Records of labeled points
- - - -

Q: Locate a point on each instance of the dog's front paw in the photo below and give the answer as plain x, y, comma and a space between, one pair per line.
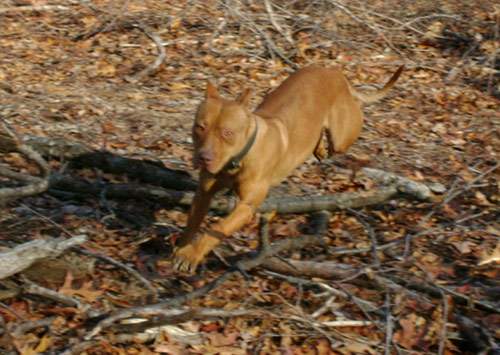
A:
187, 259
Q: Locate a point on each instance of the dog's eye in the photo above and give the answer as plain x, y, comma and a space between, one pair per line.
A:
227, 133
199, 127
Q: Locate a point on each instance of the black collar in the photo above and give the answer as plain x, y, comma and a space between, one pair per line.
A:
234, 164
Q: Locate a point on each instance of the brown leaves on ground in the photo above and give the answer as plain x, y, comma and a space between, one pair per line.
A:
67, 73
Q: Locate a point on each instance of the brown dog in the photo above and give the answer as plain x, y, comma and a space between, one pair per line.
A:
252, 151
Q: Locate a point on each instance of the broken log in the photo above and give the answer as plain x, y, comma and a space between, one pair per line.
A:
23, 256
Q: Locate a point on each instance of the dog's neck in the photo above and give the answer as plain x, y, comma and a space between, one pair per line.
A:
234, 164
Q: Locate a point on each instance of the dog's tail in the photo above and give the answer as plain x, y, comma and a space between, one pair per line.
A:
373, 97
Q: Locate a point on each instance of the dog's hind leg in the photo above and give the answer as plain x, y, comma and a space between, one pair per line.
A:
344, 125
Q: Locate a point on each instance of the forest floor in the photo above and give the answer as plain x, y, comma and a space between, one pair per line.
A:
84, 72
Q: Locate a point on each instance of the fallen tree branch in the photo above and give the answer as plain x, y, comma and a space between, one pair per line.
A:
24, 255
150, 172
34, 289
243, 265
171, 316
34, 8
10, 143
152, 290
82, 156
223, 204
418, 190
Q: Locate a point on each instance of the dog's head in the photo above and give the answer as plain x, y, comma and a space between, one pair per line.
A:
221, 129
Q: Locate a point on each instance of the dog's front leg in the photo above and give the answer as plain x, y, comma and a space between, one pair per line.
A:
188, 257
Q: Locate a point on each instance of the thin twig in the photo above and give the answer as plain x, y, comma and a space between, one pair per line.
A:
34, 289
34, 8
161, 54
272, 19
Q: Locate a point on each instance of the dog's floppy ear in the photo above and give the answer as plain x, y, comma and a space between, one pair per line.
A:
244, 98
211, 91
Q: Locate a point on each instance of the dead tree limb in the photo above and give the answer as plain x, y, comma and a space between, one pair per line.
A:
10, 143
244, 264
222, 204
150, 172
34, 8
24, 255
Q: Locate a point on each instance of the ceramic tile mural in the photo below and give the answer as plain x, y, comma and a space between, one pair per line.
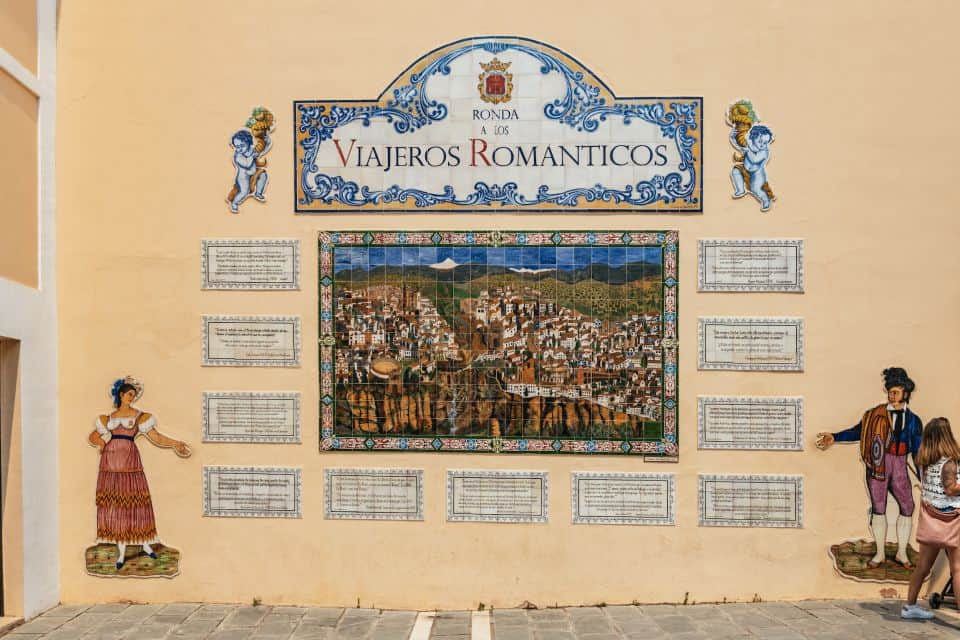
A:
498, 123
500, 341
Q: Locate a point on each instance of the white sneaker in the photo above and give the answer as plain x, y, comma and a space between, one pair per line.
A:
915, 612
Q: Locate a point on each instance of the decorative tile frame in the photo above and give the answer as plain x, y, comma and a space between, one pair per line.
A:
668, 241
292, 285
295, 473
542, 476
796, 481
795, 401
293, 397
421, 97
706, 243
330, 514
704, 365
668, 479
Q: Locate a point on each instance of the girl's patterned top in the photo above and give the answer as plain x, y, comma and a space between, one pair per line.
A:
933, 493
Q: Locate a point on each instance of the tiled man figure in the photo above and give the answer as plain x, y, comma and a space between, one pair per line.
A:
887, 433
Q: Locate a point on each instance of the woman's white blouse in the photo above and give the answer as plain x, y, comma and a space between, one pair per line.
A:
933, 493
126, 423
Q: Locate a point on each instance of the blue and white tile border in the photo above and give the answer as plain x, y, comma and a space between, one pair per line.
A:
291, 397
587, 103
791, 483
208, 283
293, 322
704, 363
536, 477
293, 476
330, 513
795, 402
787, 245
667, 480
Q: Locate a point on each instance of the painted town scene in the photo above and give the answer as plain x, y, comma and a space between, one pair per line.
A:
529, 343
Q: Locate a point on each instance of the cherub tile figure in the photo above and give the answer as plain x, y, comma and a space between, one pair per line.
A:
752, 143
250, 145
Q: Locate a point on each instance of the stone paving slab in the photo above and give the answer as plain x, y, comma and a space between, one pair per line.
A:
810, 620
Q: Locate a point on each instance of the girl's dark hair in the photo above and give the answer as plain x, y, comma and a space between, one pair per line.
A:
120, 388
937, 442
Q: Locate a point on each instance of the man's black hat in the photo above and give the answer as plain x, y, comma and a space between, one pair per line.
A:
897, 377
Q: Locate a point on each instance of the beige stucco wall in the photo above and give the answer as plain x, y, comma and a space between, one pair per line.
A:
149, 94
18, 31
18, 162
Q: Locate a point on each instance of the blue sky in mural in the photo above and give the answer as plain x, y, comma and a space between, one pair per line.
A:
563, 258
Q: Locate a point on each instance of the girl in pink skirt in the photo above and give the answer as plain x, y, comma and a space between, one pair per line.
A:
124, 508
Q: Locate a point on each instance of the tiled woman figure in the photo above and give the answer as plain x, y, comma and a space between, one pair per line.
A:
124, 508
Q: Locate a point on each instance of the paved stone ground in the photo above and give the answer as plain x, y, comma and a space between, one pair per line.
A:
876, 620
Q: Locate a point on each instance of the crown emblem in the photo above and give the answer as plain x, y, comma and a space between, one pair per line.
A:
496, 85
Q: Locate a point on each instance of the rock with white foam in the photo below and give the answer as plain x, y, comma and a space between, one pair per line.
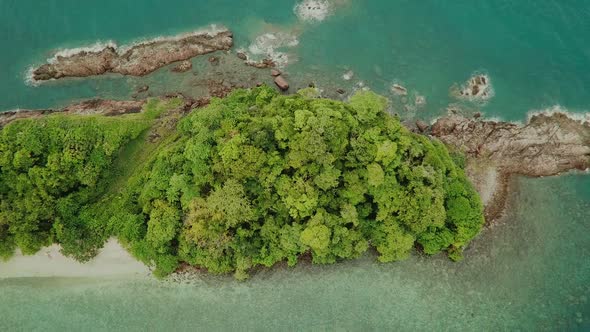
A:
348, 75
313, 10
477, 88
136, 60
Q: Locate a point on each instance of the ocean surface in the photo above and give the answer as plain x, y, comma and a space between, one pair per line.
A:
529, 272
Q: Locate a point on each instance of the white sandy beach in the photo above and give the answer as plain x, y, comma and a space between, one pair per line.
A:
112, 261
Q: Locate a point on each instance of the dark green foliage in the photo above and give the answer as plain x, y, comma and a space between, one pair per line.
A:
49, 169
259, 178
253, 179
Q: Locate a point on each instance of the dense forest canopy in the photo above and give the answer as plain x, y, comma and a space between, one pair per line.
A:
252, 179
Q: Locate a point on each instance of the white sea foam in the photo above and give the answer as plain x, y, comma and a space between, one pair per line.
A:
268, 45
313, 10
29, 80
94, 48
211, 30
478, 88
348, 75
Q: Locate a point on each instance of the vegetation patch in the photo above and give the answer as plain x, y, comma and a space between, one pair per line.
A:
252, 179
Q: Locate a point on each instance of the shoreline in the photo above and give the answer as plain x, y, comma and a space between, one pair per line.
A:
136, 59
112, 261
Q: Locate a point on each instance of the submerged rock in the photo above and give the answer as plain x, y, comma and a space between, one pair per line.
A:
142, 89
183, 67
399, 90
546, 145
94, 106
242, 56
477, 88
264, 63
138, 60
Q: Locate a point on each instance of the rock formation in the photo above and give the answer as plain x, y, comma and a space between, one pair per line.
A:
138, 60
546, 145
93, 106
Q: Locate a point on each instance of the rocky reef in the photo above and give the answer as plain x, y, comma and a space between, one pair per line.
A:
549, 144
137, 60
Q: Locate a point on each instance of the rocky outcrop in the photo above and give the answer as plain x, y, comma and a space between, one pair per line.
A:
264, 63
138, 60
183, 66
93, 106
546, 145
478, 87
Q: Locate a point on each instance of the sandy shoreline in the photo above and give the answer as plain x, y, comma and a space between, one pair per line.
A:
112, 261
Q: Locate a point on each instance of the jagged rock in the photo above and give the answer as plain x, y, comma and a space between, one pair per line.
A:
214, 60
399, 90
242, 56
93, 106
282, 83
546, 145
422, 126
478, 87
138, 60
142, 88
265, 63
183, 67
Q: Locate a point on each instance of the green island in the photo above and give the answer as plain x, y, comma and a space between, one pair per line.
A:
250, 180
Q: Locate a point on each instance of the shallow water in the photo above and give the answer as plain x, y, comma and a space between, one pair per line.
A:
531, 272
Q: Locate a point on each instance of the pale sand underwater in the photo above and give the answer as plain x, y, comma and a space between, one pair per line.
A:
112, 261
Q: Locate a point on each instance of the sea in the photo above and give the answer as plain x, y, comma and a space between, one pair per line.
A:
528, 272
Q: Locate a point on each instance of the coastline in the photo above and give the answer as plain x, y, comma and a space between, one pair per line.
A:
112, 261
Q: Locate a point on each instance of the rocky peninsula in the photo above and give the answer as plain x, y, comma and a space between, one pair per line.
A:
549, 144
135, 60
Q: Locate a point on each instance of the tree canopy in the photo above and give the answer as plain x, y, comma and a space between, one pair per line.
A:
258, 178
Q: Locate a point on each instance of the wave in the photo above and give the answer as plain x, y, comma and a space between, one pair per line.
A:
267, 45
211, 31
313, 10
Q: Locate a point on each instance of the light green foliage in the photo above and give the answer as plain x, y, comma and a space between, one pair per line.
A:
260, 178
51, 168
252, 179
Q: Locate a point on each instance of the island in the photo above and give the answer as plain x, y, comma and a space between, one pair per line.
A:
256, 178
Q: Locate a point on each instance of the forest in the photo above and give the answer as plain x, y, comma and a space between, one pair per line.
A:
250, 180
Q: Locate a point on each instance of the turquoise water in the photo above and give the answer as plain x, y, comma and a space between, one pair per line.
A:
531, 272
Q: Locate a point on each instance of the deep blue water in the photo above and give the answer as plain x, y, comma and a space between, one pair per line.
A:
530, 273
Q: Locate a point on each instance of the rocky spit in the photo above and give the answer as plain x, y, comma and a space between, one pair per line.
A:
94, 106
137, 60
549, 144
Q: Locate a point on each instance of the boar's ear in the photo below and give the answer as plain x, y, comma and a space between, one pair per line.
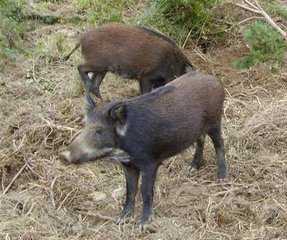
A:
90, 107
118, 113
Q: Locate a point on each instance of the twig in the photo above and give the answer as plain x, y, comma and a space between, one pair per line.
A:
247, 8
14, 178
249, 19
97, 215
256, 8
186, 39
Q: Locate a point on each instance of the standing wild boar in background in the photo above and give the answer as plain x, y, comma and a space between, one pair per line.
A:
151, 128
132, 52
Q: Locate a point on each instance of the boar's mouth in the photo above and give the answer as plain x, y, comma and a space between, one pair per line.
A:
68, 158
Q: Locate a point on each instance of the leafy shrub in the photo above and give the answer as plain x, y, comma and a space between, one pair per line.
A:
180, 17
265, 43
11, 28
276, 9
103, 11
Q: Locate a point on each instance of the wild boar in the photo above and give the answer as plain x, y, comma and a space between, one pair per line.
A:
130, 51
151, 128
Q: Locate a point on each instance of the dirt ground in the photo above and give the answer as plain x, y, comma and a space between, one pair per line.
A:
41, 109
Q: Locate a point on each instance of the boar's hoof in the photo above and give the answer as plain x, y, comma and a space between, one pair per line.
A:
192, 171
147, 227
65, 157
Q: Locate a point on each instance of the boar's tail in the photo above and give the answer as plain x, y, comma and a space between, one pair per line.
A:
72, 51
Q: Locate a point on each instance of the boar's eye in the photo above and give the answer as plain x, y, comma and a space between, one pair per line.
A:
99, 131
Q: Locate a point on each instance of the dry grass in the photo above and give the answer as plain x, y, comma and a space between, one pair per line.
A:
41, 110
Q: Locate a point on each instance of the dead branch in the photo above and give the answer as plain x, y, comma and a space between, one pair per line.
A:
14, 178
255, 7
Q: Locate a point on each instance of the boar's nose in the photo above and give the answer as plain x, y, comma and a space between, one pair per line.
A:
65, 156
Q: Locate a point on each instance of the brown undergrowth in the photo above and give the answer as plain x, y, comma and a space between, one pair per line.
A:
41, 110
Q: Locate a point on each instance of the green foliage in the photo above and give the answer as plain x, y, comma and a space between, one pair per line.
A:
11, 28
103, 11
50, 48
276, 9
179, 17
265, 43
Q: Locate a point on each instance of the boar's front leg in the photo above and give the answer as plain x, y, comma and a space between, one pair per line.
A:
215, 135
132, 176
147, 190
145, 85
198, 155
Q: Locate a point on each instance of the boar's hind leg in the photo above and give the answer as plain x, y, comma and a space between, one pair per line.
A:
147, 190
145, 85
198, 155
215, 135
132, 176
91, 84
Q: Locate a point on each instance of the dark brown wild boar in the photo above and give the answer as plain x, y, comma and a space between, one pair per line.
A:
151, 128
132, 52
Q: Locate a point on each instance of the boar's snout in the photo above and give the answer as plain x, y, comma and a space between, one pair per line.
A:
65, 156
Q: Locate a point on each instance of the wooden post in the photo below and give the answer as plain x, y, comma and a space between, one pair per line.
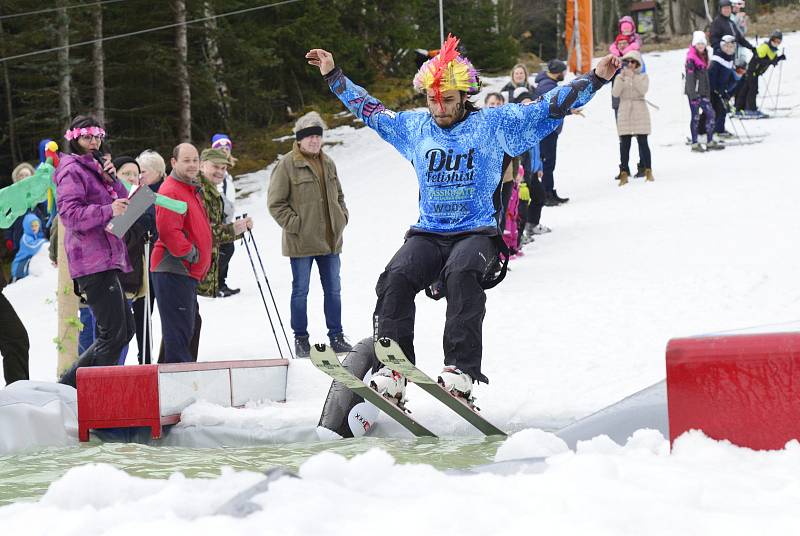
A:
68, 323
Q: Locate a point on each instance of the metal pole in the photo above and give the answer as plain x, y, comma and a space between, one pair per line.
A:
271, 295
263, 299
441, 22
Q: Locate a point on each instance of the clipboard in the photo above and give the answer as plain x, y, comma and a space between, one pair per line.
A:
140, 200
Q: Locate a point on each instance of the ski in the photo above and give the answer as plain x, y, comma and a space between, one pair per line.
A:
323, 357
390, 354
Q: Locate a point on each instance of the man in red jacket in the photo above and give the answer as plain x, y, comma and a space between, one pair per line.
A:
181, 256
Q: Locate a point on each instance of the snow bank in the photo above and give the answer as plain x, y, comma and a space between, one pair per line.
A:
704, 487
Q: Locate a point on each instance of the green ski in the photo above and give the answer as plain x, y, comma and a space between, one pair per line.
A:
390, 354
323, 357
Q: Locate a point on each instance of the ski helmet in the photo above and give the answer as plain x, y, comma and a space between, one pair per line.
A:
448, 70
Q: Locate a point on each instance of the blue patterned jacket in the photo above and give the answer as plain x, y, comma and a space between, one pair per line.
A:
459, 168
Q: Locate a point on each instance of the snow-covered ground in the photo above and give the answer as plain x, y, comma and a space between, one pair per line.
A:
581, 321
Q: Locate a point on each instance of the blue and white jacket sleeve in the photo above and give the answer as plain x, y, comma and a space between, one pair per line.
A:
393, 127
522, 126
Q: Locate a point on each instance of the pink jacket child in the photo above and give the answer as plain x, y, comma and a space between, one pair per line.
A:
627, 32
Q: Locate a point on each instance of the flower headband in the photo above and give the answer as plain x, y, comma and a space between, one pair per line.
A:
76, 133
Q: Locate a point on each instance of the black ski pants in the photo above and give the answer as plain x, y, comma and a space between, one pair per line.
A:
114, 321
625, 151
548, 148
14, 343
748, 92
459, 261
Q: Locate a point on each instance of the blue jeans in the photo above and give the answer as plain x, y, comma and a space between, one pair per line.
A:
328, 266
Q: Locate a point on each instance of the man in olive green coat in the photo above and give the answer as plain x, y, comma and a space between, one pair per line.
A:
305, 198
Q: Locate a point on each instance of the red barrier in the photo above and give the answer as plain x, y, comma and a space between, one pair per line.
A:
155, 395
743, 388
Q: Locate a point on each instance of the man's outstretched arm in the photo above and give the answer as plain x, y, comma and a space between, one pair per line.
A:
389, 125
524, 126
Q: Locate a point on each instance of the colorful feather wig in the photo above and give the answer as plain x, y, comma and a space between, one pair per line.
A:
446, 71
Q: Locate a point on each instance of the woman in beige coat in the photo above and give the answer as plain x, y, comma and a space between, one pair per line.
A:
633, 118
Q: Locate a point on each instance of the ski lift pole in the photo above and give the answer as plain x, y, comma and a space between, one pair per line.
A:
263, 299
269, 289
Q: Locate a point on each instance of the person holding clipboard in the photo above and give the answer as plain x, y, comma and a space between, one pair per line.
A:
89, 195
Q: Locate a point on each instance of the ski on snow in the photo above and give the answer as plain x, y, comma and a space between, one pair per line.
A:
323, 357
390, 354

- - - -

#### Goal:
Which lines run from the one containing "Q: Locate a point on each instance of the flower" to the end of the entries above? Quote exactly those, and only those.

#### Task answer:
Q: Locate a point on each instance of the flower headband in the photo above and give the answer as plain x, y, comma and a space between, one pair per line.
A:
76, 133
Q: Locate a point on each instance of the black ski pants in the photo above and give the answer as plain x, y, comma and a space between, one pair per line.
A:
114, 321
625, 151
548, 148
14, 343
748, 92
459, 261
Q: Locate a point on each instance of the blue jeans in the photo above and give the answer as plain x, y, comma and a space between, one pair per line.
A:
328, 266
Q: Locate a point on each instance of the man in olive green coat in the photo above and give the answer as plain x, y, comma and a space between, one pair per line.
A:
305, 198
Q: Locate a point on each instance of the red barrier in the photo above and give the answer as plain x, y, comma and a space between, one pair per line.
A:
155, 395
743, 388
Q: Locate a point on each instance of the man's outstretched arm in the photo above and give the answer as plain x, y, comma and a space between, one pair per line.
A:
389, 125
524, 126
Q: Locate a point on each instance of the colorful feather wig in the photo above and give the answer as plain x, y, comma and a space between, one pair per line.
A:
446, 71
Q: Locate a point on each instance of the woman in beige coat in the photo above and give the answer as plain x, y, comma and a space between, one pair per line.
A:
633, 118
Q: Locate a point on each instance of the ski lift pole in the photo above and give the answer as plain x, y, comma and a space between, one pair per line.
A:
263, 299
269, 289
Q: Locate a point on each instance of the person holding clipboard in the photo above and give the answer as plain x, y, comma and a space between, one pair per line.
A:
89, 195
Q: Locate a point on each instance of the ski on snow in the photo above and give the answer as plain x, y, comma and a space between, one pair per line.
A:
323, 357
390, 354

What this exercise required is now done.